— Task —
Only lines containing the word "sunset" belong in the answer; copy each one from the records.

□ □ □ □ □ □ □

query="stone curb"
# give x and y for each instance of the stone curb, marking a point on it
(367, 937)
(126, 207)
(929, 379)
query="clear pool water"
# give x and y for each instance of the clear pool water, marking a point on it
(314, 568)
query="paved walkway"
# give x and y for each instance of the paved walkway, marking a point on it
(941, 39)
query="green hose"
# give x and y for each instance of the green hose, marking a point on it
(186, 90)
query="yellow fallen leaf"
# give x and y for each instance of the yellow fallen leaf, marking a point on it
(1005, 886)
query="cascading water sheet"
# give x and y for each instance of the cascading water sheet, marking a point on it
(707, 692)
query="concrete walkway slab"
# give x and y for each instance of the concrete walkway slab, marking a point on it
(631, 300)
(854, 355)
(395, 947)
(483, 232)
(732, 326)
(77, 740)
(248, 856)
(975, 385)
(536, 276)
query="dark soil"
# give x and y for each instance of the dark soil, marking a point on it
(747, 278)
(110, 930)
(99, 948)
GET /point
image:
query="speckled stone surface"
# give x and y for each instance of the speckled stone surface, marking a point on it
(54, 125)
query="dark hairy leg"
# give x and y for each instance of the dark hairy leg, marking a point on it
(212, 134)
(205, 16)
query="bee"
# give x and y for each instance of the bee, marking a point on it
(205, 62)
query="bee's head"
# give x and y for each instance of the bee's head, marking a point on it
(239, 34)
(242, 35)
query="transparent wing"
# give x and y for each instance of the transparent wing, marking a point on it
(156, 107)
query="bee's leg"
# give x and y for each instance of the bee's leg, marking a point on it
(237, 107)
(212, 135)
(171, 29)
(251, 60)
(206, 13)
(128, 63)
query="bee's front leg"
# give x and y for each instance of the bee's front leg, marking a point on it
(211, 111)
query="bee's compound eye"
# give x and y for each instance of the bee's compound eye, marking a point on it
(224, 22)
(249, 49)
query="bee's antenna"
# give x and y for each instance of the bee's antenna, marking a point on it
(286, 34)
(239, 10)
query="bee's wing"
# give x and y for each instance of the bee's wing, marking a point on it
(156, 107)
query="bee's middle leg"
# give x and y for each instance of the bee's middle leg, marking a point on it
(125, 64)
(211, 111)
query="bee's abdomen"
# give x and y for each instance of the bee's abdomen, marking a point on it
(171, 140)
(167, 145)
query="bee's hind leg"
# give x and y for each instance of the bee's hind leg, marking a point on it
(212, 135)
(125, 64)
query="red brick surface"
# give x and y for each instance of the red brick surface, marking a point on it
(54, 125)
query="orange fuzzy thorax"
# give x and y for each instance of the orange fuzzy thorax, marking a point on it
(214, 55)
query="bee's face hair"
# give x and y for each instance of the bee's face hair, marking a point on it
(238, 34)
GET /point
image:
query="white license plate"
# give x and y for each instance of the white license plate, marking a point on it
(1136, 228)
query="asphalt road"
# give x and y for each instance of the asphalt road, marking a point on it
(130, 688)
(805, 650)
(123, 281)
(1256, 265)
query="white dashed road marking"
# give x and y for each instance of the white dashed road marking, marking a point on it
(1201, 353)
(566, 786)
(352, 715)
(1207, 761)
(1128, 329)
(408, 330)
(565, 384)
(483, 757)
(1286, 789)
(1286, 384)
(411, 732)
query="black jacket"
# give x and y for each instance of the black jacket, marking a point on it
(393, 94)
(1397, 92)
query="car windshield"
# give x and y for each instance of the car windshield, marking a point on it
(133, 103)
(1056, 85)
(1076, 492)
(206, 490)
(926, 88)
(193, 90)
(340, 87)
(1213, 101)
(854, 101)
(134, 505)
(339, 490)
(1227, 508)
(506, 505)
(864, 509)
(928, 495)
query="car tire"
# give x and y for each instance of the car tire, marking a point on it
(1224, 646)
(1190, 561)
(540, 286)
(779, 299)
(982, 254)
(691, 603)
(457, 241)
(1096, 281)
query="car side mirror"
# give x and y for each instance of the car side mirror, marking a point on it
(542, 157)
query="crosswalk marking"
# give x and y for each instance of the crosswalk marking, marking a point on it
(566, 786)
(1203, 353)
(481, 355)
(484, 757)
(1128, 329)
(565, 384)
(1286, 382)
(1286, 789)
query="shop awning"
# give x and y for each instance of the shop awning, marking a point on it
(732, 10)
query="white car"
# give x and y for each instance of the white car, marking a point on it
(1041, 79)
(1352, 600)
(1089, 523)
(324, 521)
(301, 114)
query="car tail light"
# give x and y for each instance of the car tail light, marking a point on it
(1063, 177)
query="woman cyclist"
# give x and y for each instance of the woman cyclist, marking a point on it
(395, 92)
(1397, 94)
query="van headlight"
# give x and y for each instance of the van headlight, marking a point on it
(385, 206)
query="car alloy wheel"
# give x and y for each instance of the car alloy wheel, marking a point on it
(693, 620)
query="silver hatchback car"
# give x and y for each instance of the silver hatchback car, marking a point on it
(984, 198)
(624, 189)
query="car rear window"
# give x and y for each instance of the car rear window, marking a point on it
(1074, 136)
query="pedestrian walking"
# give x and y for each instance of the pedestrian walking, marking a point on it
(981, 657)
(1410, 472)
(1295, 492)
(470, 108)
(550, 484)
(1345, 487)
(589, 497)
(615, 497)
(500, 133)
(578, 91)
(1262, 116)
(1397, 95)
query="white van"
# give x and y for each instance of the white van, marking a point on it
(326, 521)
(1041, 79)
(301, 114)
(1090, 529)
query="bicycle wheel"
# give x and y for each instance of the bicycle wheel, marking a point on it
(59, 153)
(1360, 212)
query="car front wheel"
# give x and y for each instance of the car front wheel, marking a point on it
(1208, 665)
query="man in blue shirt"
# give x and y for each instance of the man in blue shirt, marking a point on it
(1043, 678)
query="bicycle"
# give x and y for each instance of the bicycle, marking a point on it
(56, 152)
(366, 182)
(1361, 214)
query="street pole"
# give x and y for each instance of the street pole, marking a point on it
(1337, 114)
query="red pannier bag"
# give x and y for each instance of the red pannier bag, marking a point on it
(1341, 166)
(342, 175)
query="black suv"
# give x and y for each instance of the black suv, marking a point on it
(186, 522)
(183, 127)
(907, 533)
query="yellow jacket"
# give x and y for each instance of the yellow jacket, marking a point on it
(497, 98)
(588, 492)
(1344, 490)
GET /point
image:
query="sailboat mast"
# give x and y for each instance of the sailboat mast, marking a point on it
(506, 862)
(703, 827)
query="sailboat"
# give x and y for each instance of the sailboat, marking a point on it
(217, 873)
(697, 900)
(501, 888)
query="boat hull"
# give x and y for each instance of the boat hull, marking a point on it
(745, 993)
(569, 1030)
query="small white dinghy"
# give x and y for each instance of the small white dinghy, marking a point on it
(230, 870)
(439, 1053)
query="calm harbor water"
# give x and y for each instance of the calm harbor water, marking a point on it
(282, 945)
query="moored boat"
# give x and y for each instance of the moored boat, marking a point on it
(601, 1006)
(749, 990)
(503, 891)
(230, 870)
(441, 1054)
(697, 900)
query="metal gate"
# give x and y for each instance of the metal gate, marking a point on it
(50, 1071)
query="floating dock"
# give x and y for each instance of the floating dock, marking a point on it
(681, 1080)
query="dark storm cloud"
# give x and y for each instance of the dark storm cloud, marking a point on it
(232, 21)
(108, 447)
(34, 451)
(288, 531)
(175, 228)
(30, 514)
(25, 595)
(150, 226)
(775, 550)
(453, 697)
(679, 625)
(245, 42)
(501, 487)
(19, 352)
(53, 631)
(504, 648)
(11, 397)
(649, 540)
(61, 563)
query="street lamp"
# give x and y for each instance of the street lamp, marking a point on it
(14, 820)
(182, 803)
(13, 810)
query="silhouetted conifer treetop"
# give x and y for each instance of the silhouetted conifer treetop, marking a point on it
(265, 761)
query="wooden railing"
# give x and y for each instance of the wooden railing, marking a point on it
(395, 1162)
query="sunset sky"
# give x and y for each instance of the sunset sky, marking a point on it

□ □ □ □ □ □ □

— Written answer —
query="sunset sky"
# give x and y for each instance of the sunset sky, marking a point on it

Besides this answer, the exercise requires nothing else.